=== Begin Enclosure ===

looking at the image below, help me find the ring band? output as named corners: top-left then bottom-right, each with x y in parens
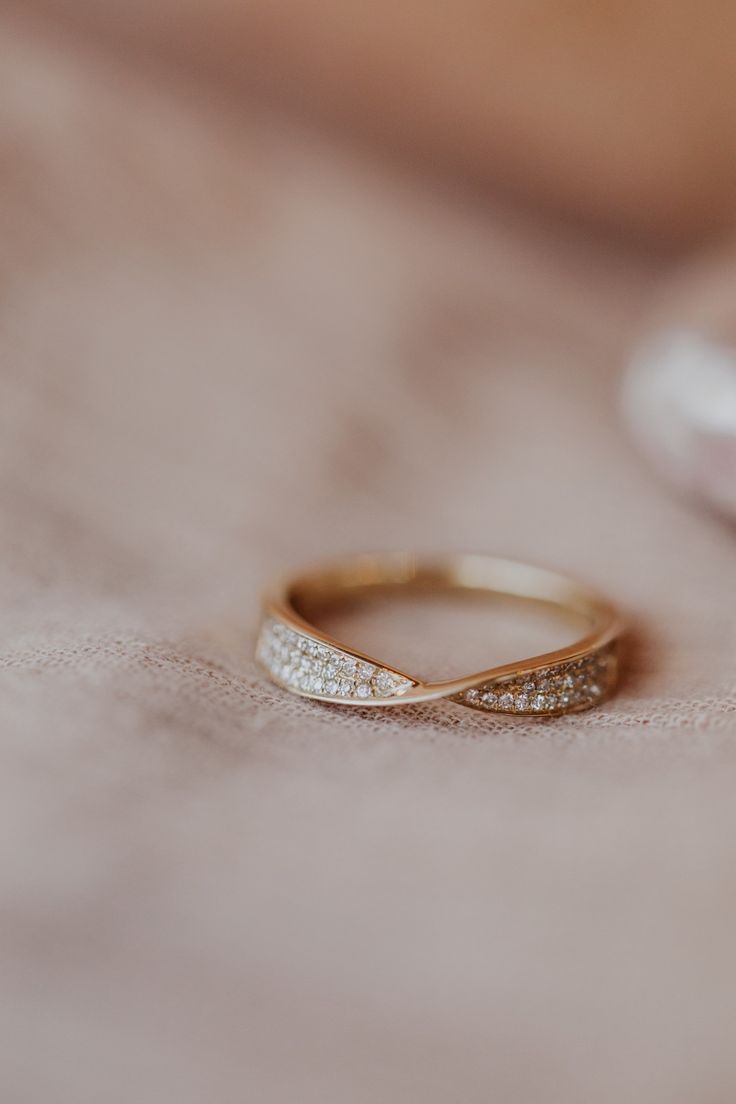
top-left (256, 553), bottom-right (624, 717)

=== End Enclosure ===
=== Begin Enclosure ===

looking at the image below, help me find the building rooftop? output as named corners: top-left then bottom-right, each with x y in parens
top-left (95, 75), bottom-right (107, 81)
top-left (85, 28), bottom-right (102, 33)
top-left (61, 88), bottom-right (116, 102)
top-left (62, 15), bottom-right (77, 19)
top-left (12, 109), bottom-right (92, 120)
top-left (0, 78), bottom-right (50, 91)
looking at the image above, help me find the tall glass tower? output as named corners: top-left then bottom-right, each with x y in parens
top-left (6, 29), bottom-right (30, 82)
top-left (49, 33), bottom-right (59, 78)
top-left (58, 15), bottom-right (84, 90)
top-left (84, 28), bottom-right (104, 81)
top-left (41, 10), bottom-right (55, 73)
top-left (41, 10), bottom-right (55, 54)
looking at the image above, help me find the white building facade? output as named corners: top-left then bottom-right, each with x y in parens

=== End Enclosure ===
=== Begin Enclosure ===

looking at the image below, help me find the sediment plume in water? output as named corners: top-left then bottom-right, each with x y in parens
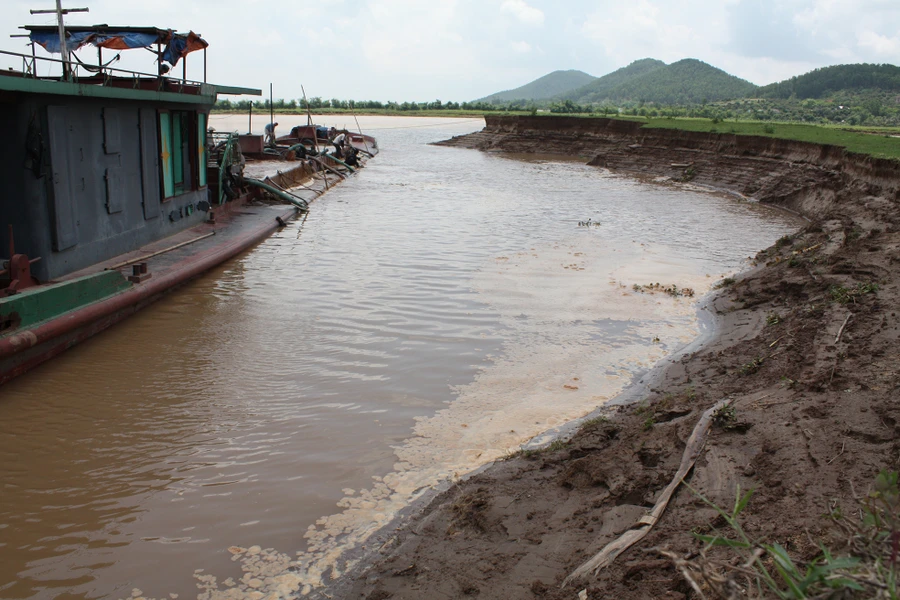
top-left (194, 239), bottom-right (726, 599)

=== End Enclosure ===

(What you are asked to do): Using the entries above, give back exactly the line containing "looking at the image above, help me find the tall", the line containing "looking at the image above, help me find the white", and every line between them, and nothing else.

(Reply to the exercise):
looking at the image above, help me find the tall glass tower? output as named corners: top-left then bottom-right, each with x y in parens
top-left (6, 29), bottom-right (30, 82)
top-left (49, 33), bottom-right (59, 78)
top-left (58, 15), bottom-right (84, 90)
top-left (84, 28), bottom-right (104, 81)
top-left (41, 10), bottom-right (55, 73)
top-left (41, 10), bottom-right (55, 54)
looking at the image above, help me find the white building facade? output as named corners: top-left then bottom-right, each with x y in parens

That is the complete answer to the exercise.